• [Excerpted records]
▬▬▬▬▬▬▬▬▬▬

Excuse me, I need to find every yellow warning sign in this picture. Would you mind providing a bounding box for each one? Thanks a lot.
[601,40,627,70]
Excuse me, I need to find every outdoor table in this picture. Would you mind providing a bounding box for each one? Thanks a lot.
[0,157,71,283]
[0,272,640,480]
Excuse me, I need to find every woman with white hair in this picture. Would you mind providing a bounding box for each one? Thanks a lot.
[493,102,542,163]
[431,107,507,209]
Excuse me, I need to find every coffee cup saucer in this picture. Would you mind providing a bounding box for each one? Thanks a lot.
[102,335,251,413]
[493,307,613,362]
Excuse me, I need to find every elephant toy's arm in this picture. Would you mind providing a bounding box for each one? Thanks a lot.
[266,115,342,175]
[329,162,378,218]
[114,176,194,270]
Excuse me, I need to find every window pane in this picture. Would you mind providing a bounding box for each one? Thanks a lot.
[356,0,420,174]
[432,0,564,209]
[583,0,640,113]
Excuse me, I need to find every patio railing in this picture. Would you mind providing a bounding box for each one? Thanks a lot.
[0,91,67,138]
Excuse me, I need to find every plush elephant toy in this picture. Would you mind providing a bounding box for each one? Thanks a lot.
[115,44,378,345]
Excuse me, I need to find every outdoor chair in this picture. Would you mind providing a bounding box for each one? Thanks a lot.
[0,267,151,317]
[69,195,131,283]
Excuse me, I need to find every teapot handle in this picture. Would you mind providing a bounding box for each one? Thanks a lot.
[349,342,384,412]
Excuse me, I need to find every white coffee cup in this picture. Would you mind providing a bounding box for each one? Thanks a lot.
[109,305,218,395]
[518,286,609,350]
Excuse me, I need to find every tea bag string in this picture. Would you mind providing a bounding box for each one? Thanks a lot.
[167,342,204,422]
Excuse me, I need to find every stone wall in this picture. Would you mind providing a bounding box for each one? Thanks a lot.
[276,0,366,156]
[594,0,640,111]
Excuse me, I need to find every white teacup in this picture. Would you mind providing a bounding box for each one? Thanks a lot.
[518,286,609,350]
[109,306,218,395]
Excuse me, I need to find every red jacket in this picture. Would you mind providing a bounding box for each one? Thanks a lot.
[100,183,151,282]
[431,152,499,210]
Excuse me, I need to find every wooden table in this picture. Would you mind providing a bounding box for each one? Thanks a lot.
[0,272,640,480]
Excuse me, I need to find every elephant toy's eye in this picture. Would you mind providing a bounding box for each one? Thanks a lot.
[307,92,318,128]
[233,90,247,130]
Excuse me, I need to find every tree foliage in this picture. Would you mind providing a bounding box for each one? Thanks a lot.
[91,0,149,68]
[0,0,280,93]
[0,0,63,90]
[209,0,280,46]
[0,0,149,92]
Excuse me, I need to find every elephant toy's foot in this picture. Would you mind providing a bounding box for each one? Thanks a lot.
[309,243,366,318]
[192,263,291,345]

▬▬▬▬▬▬▬▬▬▬

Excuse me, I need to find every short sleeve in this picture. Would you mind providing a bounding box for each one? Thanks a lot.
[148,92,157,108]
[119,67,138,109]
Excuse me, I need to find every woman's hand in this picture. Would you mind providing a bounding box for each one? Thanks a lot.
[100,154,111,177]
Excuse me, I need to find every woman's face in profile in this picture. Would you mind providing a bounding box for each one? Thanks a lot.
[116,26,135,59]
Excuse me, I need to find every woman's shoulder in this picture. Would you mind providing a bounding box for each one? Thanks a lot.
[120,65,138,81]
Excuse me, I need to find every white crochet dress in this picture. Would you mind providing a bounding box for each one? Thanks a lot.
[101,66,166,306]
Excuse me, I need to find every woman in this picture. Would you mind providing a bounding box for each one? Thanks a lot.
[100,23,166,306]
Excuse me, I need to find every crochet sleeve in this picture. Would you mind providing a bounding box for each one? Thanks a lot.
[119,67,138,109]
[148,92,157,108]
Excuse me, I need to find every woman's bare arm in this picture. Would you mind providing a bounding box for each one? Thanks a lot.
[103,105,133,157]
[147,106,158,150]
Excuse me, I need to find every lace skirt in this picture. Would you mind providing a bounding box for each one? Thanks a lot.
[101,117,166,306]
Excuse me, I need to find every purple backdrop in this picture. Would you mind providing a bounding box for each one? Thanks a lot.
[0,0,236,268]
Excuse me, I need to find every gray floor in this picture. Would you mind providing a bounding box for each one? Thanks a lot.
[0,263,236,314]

▬▬▬▬▬▬▬▬▬▬

Rewrite only the lines in the stretch from "Excuse me, I need to find every elephant toy's eye" through "[192,263,291,345]", changing "elephant toy's" to "toy elephant's" and leaving everything else in those lines unchanged.

Excuse me, I need to find every toy elephant's eye in this picture. Would you mind providing a bounding box for each one? Thanks a lot.
[307,92,318,128]
[233,90,247,130]
Excuse me, I need to find every tree foliage in this picture. Would you mind providing a bounding box for each one? Thanks a lot.
[91,0,149,68]
[0,0,280,93]
[0,0,63,90]
[209,0,280,46]
[0,0,149,92]
Excuse me, I need to find every toy elephant's foot in this picture. Would you mind providing a bounding box for each one? Thanks a lot.
[309,243,366,318]
[192,263,291,345]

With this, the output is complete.